• **Requirement A**:
Pull out each line of the records that includes the word "roof", treating uppercase and lowercase letters as distinct.

• **Extract to read**:

History
  • No items yet
midpage
City of Houston v. Festival Properties, Inc.
09-24-00158-CV
| Tex. App. | May 1, 2025
|
Check Treatment
Case Information

*1 In The

Court of Appeals Ninth District of Texas at Beaumont

________________

NO. 09-24-00158-CV

________________ CITY OF HOUSTON, Appellant v.

FESTIVAL PROPERTIES, INC., Appellee

________________________________________________________________________

On Appeal from the 457th District Court Montgomery County, Texas Trial Cause No. 23-09-13859-CV ________________________________________________________________________

MEMORANDUM OPINION

In this interlocutory appeal, the City of Houston (the City) appeals from the trial court’s order denying the City’s Plea to the Jurisdiction against Festival Properties, Inc. (Festival). See Tex. Civ. Prac. & Rem. Code Ann. § 51.014(a)(8). For the reasons discussed below, we reverse the trial court’s order and render a decision in favor of the City dismissing Festival’s claims.

Background

Festival owns a 10.446-acre property on the south side of Northpark Drive, east of Highway 59 in Montgomery County. On that property, surrounded by other buildings and businesses, is a large multiplex movie theater. In 2022, the City approved the “Northpark Drive Project[,]” an expansion of 2.18 miles to make Northpark Drive a six-lane highway, including adding overpasses. In its Original Petition, Festival alleges the City’s Northpark Drive Project closed two “Critical Drives” that are “outside the acquisition area” which provide “critical ingress and egress to the property.” 0 F [1] Festival claims these “Critical Drives” are the only direct access point to the movie theater parking lot on its property, and Festival’s main access to Northpark Drive. Festival claims that those “Critical Drives” work in tandem to create a loop to help traffic flow in and out of the movie theater parking lot during peak, high-congestion times. According to Festival, the “Critical Drives” are imperative in operating a movie theater and are “crucial to the commercial viability of Festival’s property.” In its petition, Festival pled for inverse condemnation, arguing the City’s taking of the two “Critical Drives” for its Northpark Drive Project “materially and substantially” impairs the use of its *3 property as a multiplex movie theater and seeking monetary relief of more than $1,000,000. Festival’s Original Petition includes the following illustrative graphic regarding access to the property.

(Coordinate annotation entries)
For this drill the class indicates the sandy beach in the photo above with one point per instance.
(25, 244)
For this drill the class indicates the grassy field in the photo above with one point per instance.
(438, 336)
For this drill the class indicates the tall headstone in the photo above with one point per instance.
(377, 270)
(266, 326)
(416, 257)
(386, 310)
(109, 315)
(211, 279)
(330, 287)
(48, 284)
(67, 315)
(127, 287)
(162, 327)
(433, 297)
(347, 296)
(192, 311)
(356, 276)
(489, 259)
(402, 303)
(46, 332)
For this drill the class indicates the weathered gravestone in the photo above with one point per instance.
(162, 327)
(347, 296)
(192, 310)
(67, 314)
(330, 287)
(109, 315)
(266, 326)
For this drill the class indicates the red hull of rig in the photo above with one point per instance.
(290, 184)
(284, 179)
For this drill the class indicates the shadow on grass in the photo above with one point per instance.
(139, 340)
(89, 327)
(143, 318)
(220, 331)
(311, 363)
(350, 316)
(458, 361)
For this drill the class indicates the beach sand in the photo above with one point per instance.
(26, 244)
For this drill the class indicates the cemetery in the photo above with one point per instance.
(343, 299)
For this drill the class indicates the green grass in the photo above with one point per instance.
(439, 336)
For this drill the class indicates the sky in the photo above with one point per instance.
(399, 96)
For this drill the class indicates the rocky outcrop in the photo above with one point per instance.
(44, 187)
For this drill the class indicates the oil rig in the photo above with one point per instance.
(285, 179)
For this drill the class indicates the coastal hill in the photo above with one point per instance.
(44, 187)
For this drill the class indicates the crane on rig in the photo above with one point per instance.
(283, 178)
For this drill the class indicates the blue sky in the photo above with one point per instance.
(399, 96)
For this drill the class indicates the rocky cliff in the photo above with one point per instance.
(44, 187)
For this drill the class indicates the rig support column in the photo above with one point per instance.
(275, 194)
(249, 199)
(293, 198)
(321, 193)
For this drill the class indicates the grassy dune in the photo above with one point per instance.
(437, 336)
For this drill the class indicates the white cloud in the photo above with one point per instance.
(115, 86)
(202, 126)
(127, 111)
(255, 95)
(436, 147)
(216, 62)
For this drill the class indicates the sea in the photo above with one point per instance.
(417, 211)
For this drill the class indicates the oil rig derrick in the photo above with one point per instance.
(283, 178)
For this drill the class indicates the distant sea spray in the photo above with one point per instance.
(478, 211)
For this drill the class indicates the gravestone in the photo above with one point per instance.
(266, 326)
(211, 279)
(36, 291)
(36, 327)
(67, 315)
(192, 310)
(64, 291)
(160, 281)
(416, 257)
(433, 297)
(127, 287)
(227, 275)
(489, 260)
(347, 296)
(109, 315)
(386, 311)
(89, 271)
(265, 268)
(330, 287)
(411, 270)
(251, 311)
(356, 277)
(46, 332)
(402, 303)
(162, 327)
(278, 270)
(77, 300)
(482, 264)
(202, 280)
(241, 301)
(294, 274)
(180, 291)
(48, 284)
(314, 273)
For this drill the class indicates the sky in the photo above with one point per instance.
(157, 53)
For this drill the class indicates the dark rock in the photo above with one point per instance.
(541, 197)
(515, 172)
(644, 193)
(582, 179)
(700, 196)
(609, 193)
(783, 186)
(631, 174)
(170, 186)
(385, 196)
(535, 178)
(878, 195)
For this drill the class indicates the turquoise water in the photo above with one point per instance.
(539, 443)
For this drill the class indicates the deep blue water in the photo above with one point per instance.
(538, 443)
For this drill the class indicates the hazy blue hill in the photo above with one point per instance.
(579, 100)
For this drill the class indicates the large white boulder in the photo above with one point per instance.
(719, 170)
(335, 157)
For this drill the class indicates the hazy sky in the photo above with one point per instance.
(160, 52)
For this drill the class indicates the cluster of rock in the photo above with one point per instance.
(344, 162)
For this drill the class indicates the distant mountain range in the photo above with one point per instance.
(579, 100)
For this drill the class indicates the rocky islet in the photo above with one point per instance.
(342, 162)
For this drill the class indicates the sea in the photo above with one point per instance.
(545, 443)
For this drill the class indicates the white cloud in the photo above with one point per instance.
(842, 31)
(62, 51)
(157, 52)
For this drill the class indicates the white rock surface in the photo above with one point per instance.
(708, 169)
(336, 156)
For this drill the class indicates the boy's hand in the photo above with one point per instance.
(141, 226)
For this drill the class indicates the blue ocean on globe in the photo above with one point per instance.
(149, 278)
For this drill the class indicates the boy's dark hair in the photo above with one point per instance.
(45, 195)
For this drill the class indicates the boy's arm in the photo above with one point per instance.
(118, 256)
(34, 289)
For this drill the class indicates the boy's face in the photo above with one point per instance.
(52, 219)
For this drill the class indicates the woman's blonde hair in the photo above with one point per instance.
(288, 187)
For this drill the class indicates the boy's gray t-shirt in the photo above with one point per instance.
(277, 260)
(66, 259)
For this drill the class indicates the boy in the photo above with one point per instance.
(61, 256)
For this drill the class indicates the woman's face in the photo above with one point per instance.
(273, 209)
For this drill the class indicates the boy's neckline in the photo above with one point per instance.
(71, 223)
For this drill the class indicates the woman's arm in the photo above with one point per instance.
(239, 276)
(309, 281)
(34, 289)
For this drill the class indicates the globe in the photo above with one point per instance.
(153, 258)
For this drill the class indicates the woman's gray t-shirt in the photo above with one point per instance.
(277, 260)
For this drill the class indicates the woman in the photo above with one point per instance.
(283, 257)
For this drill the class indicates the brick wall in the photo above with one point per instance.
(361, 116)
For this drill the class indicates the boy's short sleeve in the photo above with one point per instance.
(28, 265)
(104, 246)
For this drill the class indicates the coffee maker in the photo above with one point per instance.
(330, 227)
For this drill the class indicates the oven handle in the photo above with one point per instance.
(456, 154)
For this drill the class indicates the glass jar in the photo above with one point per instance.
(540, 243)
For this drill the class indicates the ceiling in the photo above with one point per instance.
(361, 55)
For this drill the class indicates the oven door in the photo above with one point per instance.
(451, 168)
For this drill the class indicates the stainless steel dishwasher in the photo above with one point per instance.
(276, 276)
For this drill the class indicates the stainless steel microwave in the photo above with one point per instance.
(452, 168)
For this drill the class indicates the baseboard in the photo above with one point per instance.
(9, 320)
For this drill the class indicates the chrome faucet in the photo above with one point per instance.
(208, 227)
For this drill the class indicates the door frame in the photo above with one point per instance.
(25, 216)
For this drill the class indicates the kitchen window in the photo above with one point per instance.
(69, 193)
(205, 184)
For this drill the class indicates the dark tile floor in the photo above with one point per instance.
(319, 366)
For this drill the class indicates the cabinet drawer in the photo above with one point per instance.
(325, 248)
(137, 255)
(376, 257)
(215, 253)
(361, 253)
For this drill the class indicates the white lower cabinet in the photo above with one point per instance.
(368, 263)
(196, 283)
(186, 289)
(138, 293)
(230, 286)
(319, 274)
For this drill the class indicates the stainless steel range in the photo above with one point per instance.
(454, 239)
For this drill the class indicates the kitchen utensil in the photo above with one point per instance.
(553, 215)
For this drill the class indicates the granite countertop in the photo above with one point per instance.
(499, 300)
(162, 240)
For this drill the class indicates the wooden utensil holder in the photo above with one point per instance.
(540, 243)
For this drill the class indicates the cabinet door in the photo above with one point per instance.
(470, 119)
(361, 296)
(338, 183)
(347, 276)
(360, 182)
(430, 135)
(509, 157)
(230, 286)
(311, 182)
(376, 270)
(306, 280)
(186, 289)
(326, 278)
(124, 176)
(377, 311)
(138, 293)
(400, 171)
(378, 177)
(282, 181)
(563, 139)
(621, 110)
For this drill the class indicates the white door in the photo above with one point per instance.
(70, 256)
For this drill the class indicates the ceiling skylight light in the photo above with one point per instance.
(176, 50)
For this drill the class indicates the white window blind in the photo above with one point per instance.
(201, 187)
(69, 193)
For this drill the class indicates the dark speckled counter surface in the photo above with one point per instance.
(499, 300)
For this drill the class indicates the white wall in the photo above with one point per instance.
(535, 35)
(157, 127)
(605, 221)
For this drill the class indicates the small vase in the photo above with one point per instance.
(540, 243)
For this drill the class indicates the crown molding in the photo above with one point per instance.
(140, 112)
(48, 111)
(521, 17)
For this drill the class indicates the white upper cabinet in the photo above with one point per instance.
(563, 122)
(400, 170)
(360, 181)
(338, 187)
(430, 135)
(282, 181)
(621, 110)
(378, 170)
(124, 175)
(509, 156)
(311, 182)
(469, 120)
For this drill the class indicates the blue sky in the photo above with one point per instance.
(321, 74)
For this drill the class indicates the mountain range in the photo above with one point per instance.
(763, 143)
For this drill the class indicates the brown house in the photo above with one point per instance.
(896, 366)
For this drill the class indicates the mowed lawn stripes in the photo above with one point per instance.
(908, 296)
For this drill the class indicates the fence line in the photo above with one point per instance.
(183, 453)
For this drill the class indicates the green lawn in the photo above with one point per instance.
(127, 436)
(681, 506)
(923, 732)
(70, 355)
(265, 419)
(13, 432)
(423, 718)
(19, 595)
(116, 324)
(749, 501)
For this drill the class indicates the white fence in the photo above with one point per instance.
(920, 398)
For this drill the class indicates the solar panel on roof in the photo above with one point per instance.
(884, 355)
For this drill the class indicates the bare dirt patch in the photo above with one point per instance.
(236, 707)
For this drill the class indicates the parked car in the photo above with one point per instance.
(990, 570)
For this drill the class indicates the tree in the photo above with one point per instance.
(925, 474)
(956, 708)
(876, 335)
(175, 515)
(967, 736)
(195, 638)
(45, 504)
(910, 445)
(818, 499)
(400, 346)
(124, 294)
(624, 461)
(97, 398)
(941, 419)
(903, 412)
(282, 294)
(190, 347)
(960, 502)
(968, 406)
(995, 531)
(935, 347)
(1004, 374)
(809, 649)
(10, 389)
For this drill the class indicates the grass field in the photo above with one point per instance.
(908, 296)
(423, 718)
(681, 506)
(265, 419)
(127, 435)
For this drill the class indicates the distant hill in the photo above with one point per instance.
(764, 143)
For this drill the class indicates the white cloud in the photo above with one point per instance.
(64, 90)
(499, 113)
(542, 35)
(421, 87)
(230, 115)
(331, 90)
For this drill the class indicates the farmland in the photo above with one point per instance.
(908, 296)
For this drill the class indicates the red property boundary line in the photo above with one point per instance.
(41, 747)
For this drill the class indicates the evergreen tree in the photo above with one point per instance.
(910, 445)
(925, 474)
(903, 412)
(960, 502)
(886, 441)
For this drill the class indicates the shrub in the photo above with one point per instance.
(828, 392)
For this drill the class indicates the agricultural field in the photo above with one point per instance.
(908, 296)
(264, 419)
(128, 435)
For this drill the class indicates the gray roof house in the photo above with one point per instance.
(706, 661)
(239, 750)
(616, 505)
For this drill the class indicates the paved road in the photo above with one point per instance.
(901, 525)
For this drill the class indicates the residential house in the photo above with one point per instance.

• **Requirement B**:
Answer the following questions using the court opinion, one answer per line:
(i) From which trial court was the appeal taken?
(ii) What is the acreage of Festival's property?
(iii) What amount of monetary relief did Festival seek in its petition?

• **Exercise result A**:
For this drill the class indicates the solar panel on roof in the photo above with one point per instance.
For this drill the class indicates the gray roof house in the photo above with one point per instance.

• **Exercise result B**:
(i) The 457th District Court, Montgomery County, Texas.
(ii) 10.446 acres.
(iii) More than $1,000,000.